Assignment |
Return the entries that follow exactly, with no images.

Stored data entries:
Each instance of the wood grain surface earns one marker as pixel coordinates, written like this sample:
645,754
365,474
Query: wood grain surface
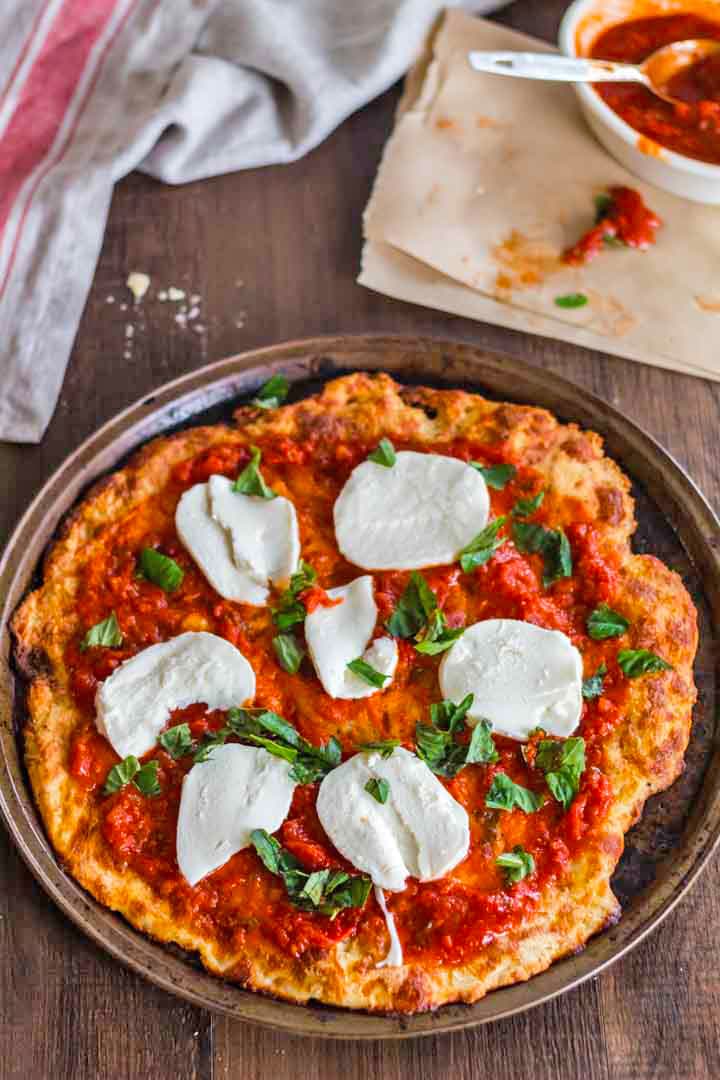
272,254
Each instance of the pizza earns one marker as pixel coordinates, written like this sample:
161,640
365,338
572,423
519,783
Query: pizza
355,698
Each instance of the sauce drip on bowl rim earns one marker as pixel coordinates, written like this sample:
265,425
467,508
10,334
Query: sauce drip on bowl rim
692,125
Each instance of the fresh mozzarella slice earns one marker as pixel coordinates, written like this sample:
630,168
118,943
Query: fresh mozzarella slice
422,511
133,705
520,676
266,541
211,548
236,790
394,957
420,831
336,635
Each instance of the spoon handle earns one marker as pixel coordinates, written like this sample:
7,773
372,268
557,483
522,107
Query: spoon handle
553,67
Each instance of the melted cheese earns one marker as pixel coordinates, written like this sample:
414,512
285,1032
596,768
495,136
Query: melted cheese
266,541
394,956
212,549
422,511
521,677
236,790
134,704
420,832
336,635
241,542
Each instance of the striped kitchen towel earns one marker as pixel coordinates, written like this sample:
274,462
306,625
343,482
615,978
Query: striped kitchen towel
182,89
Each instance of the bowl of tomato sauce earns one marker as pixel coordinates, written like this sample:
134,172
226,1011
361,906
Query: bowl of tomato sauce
675,146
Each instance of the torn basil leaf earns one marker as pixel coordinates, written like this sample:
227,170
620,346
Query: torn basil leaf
505,794
437,636
379,788
261,727
128,771
603,622
516,864
496,476
413,608
594,684
636,662
288,651
176,741
160,569
383,454
437,743
551,543
564,763
324,891
106,633
290,610
367,673
524,508
483,548
272,393
250,482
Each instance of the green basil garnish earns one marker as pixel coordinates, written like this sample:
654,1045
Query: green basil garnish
564,763
437,636
437,743
176,741
551,543
494,476
128,771
290,610
107,634
603,622
325,891
516,864
161,569
250,482
367,673
636,662
571,300
524,508
272,393
593,686
383,454
413,608
261,727
378,787
483,548
288,651
505,794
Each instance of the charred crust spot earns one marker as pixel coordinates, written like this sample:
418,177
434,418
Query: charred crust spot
612,846
419,397
580,447
34,662
412,995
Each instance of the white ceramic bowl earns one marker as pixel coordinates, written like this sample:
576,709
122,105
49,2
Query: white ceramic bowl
583,22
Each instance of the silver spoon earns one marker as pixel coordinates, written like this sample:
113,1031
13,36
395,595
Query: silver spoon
654,72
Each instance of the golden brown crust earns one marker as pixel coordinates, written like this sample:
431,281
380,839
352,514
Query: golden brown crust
642,755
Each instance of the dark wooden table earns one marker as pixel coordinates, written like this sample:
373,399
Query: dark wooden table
273,254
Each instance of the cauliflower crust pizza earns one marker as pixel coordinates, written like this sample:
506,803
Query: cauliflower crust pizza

Result |
Each instance of the wood grain surface earns one marker as pixel coordinates, written like this sample:
645,754
365,474
Query: wood grain surface
272,254
Each instance of the pizza earns one marker as pixel coordinates, written like this sample:
161,640
365,338
572,423
519,783
Query: pizza
355,698
Each instance of the sauce drip on bowl rim earns one marker as pixel coordinates, written like this sample:
265,425
467,508
10,334
Query: sauce drip on bowl rim
692,125
Each instance of the fresh mozzarella slice earns one marker as pixel coordinates, written like this sample:
630,168
118,943
Query: fresh mozzarella slice
422,511
133,705
520,676
266,541
211,548
236,790
394,957
420,831
336,635
Each instance of the spoon handle earns one marker as pixel coordinates, written like this sample:
7,773
372,268
557,483
522,107
Query: spoon handle
553,67
Each instance of the melted cheese earns one marker as pixel coordinates, written like this sample:
414,512
285,1032
596,768
495,136
Query: melted cheese
266,541
394,956
212,549
422,511
521,677
236,790
134,704
420,832
336,635
241,542
Each instance of the striped kitchen towel earns one marker as pixel coordinates, written like this sample:
274,462
306,625
343,482
615,978
Query: striped kitchen towel
182,89
Each instance of the bowl of tomato sauce earns one marker as pixel coordinates, written like this sample:
134,172
226,1011
361,906
Query: bowl of tomato sauce
675,146
Each instance of the torn basil leaf earns one marker as pixel coordinates, written like this sample:
227,170
620,346
Query: torn basil leaf
505,794
437,636
379,788
261,727
128,771
603,622
516,864
496,476
413,608
594,684
636,662
288,651
176,741
160,569
383,454
437,743
551,543
564,763
324,891
106,633
290,610
367,673
524,508
483,548
272,393
250,482
Each instance of the green basil garnish earns one marker as pixel coordinates, written like this sample:
654,1045
Query: green basil garnish
564,763
437,636
437,743
176,741
551,543
494,476
128,771
290,610
107,634
603,622
325,891
516,864
161,569
250,482
367,673
636,662
571,300
524,508
272,393
593,686
383,454
413,608
261,727
378,787
483,548
288,651
505,794
Each instance of the charred crust spot earns one marker as pixel coordinates, written like this sample:
418,177
434,418
Query: charred crust spot
612,846
419,397
580,447
34,662
412,995
Each instance of the white ceramic bowl earns one marker as pixel coordinates, written like this sample:
576,709
122,105
49,2
Query: white ceramic bowl
583,22
Each instance of the silver spoon earns one marker as pixel coordinates, written like this sample:
113,1031
13,36
395,595
Query: silver spoon
654,72
Each instance of the golden brown crust earns one marker as pixel coordinates, written like this sample:
431,281
380,839
352,514
Query: golden brown crust
642,755
Each instance of the dark wooden table earns one marker as pixel coordinates, written like this sample:
373,399
Query: dark wooden table
273,254
Each instance of the cauliflower crust pizza earns one marker as pixel coordinates, written like this sample:
506,803
Query: cauliflower crust pizza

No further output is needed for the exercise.